◆ **Requirement**
Your answer must be an exact copy of the data below, minus any pictures.

◆ **Input**

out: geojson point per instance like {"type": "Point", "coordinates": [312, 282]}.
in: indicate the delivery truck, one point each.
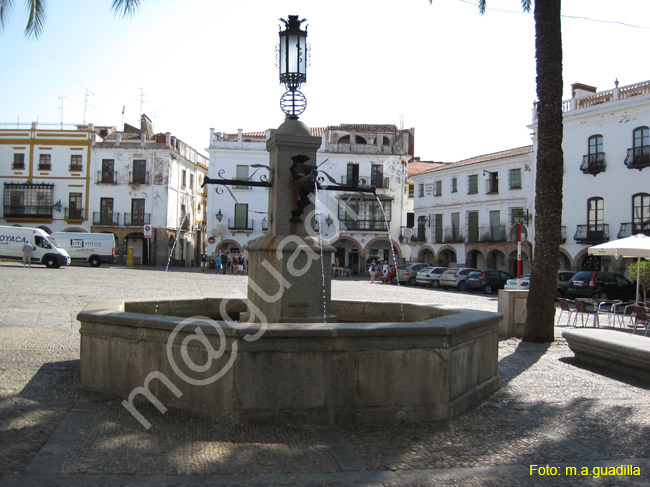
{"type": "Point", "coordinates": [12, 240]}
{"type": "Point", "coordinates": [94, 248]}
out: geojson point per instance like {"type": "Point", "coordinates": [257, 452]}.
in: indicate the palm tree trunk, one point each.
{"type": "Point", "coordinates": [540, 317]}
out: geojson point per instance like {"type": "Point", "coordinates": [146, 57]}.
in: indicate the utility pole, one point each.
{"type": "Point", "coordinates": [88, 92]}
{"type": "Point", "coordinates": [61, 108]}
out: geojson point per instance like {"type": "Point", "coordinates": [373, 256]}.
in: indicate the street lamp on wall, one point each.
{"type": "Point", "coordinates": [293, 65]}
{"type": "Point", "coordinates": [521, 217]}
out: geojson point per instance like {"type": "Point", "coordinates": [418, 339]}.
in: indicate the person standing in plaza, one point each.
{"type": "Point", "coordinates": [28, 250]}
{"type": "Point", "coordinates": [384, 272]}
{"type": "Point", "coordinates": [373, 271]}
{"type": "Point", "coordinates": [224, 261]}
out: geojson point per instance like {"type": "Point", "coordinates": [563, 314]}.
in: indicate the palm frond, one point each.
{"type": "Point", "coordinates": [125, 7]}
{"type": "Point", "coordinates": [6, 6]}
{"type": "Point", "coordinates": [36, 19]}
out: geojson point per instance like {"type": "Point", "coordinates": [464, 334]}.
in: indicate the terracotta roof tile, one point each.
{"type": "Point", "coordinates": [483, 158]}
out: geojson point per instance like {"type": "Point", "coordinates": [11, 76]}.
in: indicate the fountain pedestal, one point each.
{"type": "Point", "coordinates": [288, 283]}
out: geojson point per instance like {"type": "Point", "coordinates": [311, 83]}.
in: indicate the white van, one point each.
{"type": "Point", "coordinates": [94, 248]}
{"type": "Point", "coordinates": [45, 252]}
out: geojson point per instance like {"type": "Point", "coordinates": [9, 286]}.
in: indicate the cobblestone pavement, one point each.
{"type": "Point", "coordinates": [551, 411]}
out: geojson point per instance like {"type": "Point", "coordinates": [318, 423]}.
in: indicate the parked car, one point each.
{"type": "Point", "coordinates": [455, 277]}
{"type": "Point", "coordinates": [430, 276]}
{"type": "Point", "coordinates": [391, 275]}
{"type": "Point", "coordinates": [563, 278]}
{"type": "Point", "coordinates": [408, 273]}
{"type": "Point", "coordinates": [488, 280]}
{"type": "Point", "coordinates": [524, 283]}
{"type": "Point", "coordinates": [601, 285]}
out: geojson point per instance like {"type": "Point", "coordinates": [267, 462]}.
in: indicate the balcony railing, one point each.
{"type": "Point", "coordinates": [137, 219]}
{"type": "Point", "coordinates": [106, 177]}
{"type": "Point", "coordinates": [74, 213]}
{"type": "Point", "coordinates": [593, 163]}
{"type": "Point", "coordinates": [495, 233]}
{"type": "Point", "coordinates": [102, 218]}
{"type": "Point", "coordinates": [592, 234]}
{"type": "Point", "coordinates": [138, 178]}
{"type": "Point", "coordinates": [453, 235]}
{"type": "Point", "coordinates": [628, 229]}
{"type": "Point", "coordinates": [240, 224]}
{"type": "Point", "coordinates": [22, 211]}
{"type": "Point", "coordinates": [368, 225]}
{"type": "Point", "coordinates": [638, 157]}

◆ **Answer for this exercise**
out: geojson point per instance like {"type": "Point", "coordinates": [312, 282]}.
in: indicate the delivery truck, one point each.
{"type": "Point", "coordinates": [12, 240]}
{"type": "Point", "coordinates": [94, 248]}
out: geojson point per instance like {"type": "Point", "coordinates": [257, 452]}.
in: indicate the palm tree trunk, one point each.
{"type": "Point", "coordinates": [540, 317]}
out: geojson point per instance like {"type": "Point", "coordinates": [146, 57]}.
in: indicate the utility pole, one point each.
{"type": "Point", "coordinates": [88, 92]}
{"type": "Point", "coordinates": [61, 108]}
out: geojson point per instance like {"type": "Point", "coordinates": [373, 256]}.
in: indicate the street lamp on wall, one point each.
{"type": "Point", "coordinates": [293, 65]}
{"type": "Point", "coordinates": [521, 217]}
out: geojson point per instance like {"type": "Point", "coordinates": [418, 339]}.
in: indicate the person standing in plaza, one point each.
{"type": "Point", "coordinates": [28, 250]}
{"type": "Point", "coordinates": [384, 272]}
{"type": "Point", "coordinates": [373, 271]}
{"type": "Point", "coordinates": [224, 261]}
out: geojson point per instance like {"type": "Point", "coordinates": [563, 314]}.
in: indicate the palm frond, one point each.
{"type": "Point", "coordinates": [125, 7]}
{"type": "Point", "coordinates": [6, 6]}
{"type": "Point", "coordinates": [36, 19]}
out: geojson point per instance like {"type": "Point", "coordinates": [464, 334]}.
in: indicate the terracotta roof tile, one point each.
{"type": "Point", "coordinates": [483, 158]}
out: geojson point per instance like {"type": "Point", "coordinates": [11, 76]}.
in: indicate the fountain pedestal, one point each.
{"type": "Point", "coordinates": [288, 283]}
out: geojson point per instance like {"type": "Point", "coordinates": [311, 83]}.
in: indicate the white van, one point each.
{"type": "Point", "coordinates": [94, 248]}
{"type": "Point", "coordinates": [45, 252]}
out: geojson point per instance like {"type": "Point", "coordinates": [9, 286]}.
in: indicate the cobblestone pavement, one point each.
{"type": "Point", "coordinates": [551, 411]}
out: geojson point per instance like {"type": "Point", "coordinates": [318, 423]}.
in: indicate the parked car, one point each.
{"type": "Point", "coordinates": [455, 277]}
{"type": "Point", "coordinates": [430, 276]}
{"type": "Point", "coordinates": [391, 275]}
{"type": "Point", "coordinates": [563, 278]}
{"type": "Point", "coordinates": [408, 273]}
{"type": "Point", "coordinates": [488, 280]}
{"type": "Point", "coordinates": [524, 283]}
{"type": "Point", "coordinates": [601, 285]}
out: geojson point per instance like {"type": "Point", "coordinates": [267, 462]}.
in: indicate the balcony railing, one point each.
{"type": "Point", "coordinates": [137, 219]}
{"type": "Point", "coordinates": [106, 177]}
{"type": "Point", "coordinates": [74, 213]}
{"type": "Point", "coordinates": [593, 163]}
{"type": "Point", "coordinates": [495, 233]}
{"type": "Point", "coordinates": [102, 218]}
{"type": "Point", "coordinates": [592, 234]}
{"type": "Point", "coordinates": [138, 178]}
{"type": "Point", "coordinates": [453, 235]}
{"type": "Point", "coordinates": [628, 229]}
{"type": "Point", "coordinates": [240, 224]}
{"type": "Point", "coordinates": [22, 211]}
{"type": "Point", "coordinates": [368, 225]}
{"type": "Point", "coordinates": [638, 157]}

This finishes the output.